= WORK TO DO =
Copy out only the items from the line with "Spot the takeout" to the line with "[82, 217, 269, 347]", putting "curled noodle" in place of "curled pasta piece" and leaving everything else unchanged.

**** RECORDS TO USE

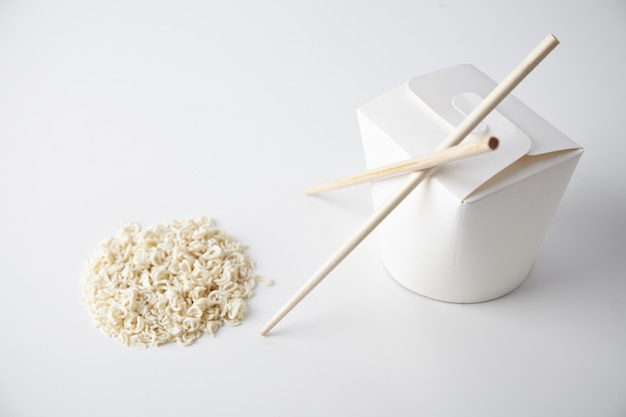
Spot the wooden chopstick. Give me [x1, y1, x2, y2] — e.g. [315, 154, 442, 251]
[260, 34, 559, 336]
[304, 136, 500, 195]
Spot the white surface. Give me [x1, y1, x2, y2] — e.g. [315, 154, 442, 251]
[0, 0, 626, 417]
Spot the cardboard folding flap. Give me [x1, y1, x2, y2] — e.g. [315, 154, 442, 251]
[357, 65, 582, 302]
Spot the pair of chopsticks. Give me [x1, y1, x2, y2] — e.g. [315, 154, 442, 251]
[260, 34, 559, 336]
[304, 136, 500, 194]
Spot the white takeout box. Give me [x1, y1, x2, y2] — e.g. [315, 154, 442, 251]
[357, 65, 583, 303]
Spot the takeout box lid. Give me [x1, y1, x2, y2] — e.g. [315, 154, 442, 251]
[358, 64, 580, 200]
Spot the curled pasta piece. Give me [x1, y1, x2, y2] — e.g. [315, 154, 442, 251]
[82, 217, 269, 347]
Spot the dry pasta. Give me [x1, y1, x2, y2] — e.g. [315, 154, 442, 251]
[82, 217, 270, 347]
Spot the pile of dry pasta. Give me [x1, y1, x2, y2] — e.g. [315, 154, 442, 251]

********

= RESPONSE =
Spot the takeout box lid. Give me [x1, y1, x2, y2] — e.g. [315, 154, 442, 251]
[358, 64, 580, 200]
Spot the curled noodle. Give me [x1, y1, x2, y2] — e.g. [315, 154, 442, 251]
[82, 217, 269, 347]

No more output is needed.